── Source extract ──
What is voice commerce?

Voice commerce is e-commerce via voice command. Customers interact with smart speakers and voice assistants or virtual digital assistants (VDAs) such as Amazon Alexa, Google Assistant, or Apple’s Siri to make online purchases.

Rather than typing on an interface such as an app on a smartphone or a browser on a laptop, customers ask their favorite voice assistant for answers to questions, recommendations, and to perform simple tasks like reordering previously purchased items that need to be replaced.

A layer deeper, voice commerce operates on automatic speech recognition (ASR), also called voice recognition, or speech-to-text.

ASR, working with the artificial intelligence and machine learning that powers chat bots, allows consumers to search for and buy products and services online through voice commands.

Virtual assistants translate speech to text, conduct searches, and make personalized recommendations at the speed of conversation. From there, customers decide to buy or not to buy.

Voice commerce vs. conversational commerce

Although the terms may seem synonymous, voice commerce differs from conversational commerce by being more specific to using voice assistants to search and make purchases online.

Conversational commerce allows consumers to interact with brands and businesses through voice assistants as well as chatbots, SMS, and apps like Facebook Messenger and WhatsApp. The conversation takes place through voice or through typing text and carrying on a conversation within a single app.

Hey Alexa, what are my deals?

Sure, VDA technology isn’t perfect –  it’s still a work in progress when it comes to accuracy. But the growing reliability and popularity of voice search combined with the security of e-commerce is making voice commerce an increasingly popular option.

Already, 65% of 25–49-year-olds interact with VDAs every day. As younger consumers like Gen Z—who tend to be comfortable with voice assistants—continue to make and influence more purchasing decisions, voice commerce will only grow.

For convenience, it can’t be beat. Customers can order or reorder items like groceries, paper towels, or laundry detergent while they’re thinking of it without having to drop what they’re doing and type on a phone or computer.

Making ordering as simple as telling a smart speaker what you want eliminates the friction of typing, scrolling, comparing, choosing, adding to cart, and checking out. Simply ask and you shall receive.

Because virtual assistants like Alexa have a wealth of data about a consumer’s past purchases, preferences, recent search history, and other behavioral information, voice commerce offers better personalization. It’s far more likely to deliver the right recommendations, at the right time.
───
▶ [Check your understanding]
• a. The text on voice commerce names actions whose friction disappears when ordering is as simple as telling a smart speaker what you want. List all of them.
• b. Reproduce the passage of the text on voice commerce starting with "A layer deeper, voice" and going on through "make purchases online.".
── Data for review ──
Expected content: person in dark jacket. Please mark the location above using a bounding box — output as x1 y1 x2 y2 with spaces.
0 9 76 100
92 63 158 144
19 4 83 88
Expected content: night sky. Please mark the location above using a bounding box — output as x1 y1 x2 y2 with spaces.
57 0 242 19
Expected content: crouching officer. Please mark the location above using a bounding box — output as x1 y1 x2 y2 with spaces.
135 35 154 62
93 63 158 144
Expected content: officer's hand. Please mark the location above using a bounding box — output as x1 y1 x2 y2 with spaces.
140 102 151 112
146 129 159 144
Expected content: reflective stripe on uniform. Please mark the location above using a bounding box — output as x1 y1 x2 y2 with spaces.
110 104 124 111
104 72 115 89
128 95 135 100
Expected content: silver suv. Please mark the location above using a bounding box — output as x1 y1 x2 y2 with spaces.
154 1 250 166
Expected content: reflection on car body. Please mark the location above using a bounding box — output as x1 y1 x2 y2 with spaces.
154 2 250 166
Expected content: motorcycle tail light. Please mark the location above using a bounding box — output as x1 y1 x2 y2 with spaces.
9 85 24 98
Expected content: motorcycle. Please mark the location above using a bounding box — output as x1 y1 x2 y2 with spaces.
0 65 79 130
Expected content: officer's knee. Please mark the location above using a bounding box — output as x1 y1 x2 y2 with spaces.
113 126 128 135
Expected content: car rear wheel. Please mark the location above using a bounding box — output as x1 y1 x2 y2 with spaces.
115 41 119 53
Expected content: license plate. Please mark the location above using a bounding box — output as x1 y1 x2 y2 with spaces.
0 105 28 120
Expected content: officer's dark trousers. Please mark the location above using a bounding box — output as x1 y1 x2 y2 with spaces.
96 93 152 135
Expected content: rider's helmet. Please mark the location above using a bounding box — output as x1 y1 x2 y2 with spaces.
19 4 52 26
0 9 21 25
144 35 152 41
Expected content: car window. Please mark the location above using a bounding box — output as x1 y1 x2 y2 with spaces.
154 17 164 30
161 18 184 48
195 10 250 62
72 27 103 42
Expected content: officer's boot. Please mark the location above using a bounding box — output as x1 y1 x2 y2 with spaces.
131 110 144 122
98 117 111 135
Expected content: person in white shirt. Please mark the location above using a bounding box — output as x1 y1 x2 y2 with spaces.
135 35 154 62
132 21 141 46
───
▶ [Solved tasks]
• a.
- typing
- scrolling
- comparing
- choosing
- adding to cart
- checking out

• b.
A layer deeper, voice commerce operates on automatic speech recognition (ASR), also called voice recognition, or speech-to-text.

ASR, working with the artificial intelligence and machine learning that powers chat bots, allows consumers to search for and buy products and services online through voice commands.

Virtual assistants translate speech to text, conduct searches, and make personalized recommendations at the speed of conversation. From there, customers decide to buy or not to buy.

Voice commerce vs. conversational commerce

Although the terms may seem synonymous, voice commerce differs from conversational commerce by being more specific to using voice assistants to search and make purchases online.